**VOTRE TRAVAIL**.
**a.** Dans l'extrait choisi, à quelle page se trouve le passage sur les passions ?
**b.** Recopiez mot pour mot le passage de l'extrait choisi compris entre « Depuis que j'ai » et « seulement 21 ans). », bornes incluses.

*** EXTRAIT CHOISI

Depuis que j'ai découvert l'opuscule de Philippe Borrell sur Spinoza, disponible à la page des téléchargements, je ne cesse de trouver de nouveaux trésors de synthèse qui me font voir la doctrine de Spinoza sous un angle nouveau. J'éprouve aussi une grande admiration pour l'éloquence de cet homme (à seulement 21 ans).
J'aimerais discuter avec vous le passage sur les passions dans le chapitre I, partie 4b (p. 14). L'auteur y soutient que les passions sont de pures coïncidences :
Philippe Borrell a écrit :Ma santé, bonne ou mauvaise, engendre mes passions. Jusqu’à présent il ne paraît pas que cela puisse être. Cela ne serait jamais si je tenais ma santé pour ce qu’elle est : pour un état de mon corps. Mais en même temps que j’éprouve telle sensation organique, je vois telle personne, je me livre à telle occupation. Ce sont là de pures coïncidences. Malgré tout, je veux raisonner sur ces faits où il n’y a nulle raison, et je dis que cette occupation, que cette personne sont cause de ma joie ou de ma tristesse : je dis alors que je les aime ou que je les hais.

******
*** DONNÉES RÉPERTORIÉES

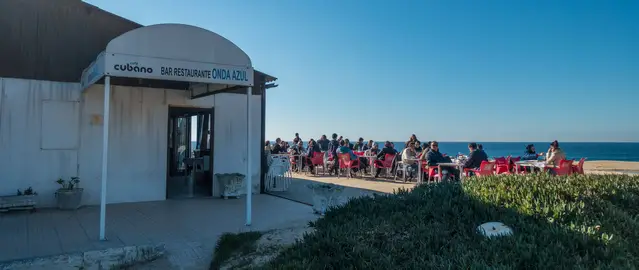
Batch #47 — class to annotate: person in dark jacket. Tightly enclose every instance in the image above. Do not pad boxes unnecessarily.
[462,143,488,172]
[426,141,459,181]
[344,139,353,150]
[306,139,322,174]
[328,133,339,175]
[353,137,366,152]
[317,135,331,152]
[271,138,284,155]
[364,140,379,151]
[375,141,397,178]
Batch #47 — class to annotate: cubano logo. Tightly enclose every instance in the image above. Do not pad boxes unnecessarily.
[113,62,153,74]
[211,68,248,82]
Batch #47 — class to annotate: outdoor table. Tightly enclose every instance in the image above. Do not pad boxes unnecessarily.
[437,162,464,181]
[404,158,424,184]
[357,155,377,176]
[515,160,553,173]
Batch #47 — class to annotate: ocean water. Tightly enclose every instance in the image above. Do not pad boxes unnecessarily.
[276,142,639,161]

******

**RÉSULTATS DANS L'ORDRE**.
**a.** À la page 14, dans le chapitre I, partie 4b.

**b.**
Depuis que j'ai découvert l'opuscule de Philippe Borrell sur Spinoza, disponible à la page des téléchargements, je ne cesse de trouver de nouveaux trésors de synthèse qui me font voir la doctrine de Spinoza sous un angle nouveau. J'éprouve aussi une grande admiration pour l'éloquence de cet homme (à seulement 21 ans).